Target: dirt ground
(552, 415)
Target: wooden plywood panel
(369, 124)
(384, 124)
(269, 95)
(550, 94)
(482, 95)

_SHORT TASK_
Reproduce the listing above line for line, keeping every word, number, and mark unchanged.

_ANSWER TO THE EXERCISE_
Target: dirt ground
(552, 415)
Target: wooden plywood panel
(369, 124)
(384, 124)
(269, 95)
(550, 94)
(482, 95)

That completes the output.